═══ Excerpted data ═══

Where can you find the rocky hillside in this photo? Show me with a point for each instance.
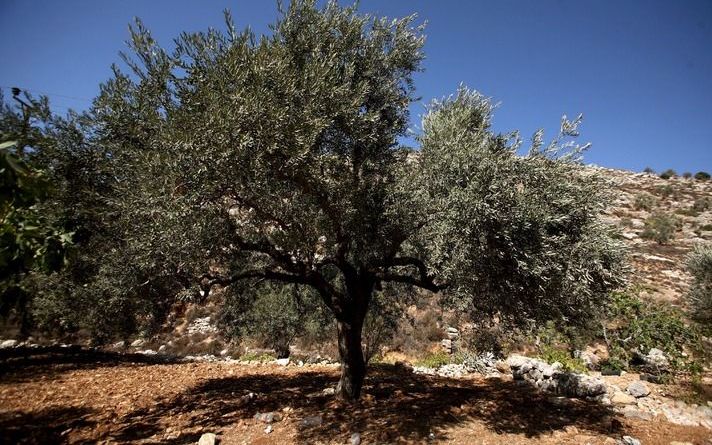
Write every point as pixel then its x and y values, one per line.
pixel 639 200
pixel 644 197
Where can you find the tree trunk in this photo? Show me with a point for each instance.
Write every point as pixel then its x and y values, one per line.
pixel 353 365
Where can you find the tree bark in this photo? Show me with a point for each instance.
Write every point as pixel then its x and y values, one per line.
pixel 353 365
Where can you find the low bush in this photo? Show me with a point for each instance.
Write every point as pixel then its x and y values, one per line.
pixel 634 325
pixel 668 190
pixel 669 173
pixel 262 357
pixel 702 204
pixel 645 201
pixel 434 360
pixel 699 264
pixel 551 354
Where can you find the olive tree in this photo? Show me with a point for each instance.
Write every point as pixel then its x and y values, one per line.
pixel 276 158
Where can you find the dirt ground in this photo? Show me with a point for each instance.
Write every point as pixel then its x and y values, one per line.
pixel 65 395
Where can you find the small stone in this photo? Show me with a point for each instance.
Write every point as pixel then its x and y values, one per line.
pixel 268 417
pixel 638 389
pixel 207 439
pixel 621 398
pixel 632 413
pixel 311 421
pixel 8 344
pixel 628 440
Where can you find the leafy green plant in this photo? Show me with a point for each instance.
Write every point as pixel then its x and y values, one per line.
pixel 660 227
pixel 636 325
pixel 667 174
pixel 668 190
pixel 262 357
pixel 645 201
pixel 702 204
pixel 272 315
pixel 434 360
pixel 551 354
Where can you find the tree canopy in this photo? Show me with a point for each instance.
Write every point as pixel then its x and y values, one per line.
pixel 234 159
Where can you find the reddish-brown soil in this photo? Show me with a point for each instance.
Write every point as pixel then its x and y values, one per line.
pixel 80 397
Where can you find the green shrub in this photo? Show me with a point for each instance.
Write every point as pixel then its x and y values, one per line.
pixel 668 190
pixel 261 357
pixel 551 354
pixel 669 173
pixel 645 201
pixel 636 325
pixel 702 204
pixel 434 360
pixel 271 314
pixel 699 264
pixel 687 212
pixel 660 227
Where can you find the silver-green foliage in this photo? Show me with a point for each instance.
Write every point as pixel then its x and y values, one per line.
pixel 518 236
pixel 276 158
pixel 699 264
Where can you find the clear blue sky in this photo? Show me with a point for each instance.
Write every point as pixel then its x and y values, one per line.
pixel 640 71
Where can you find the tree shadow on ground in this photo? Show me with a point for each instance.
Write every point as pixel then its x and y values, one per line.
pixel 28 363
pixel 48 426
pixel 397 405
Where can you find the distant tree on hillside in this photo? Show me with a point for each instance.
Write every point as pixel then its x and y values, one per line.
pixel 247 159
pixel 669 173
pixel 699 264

═══

**Task**
Pictures stay out. Repeat only the lines from the beginning of the data through the line that has "Where can you find the low".

**Answer to this task**
Where can you find the rocky hillside in this photo? Show me with a point for each instance.
Write every point as pixel then its x and y values, one per line.
pixel 639 200
pixel 644 197
Where can you find the tree trunk in this photo? Show me with a point for each instance.
Write every point as pixel then its x and y values, one per line.
pixel 353 365
Where can you find the tree bark in this photo? Show me with a point for each instance.
Write every point as pixel then its x and y values, one per line.
pixel 353 365
Where can you find the low bush in this photo? Show me with a point for each instance.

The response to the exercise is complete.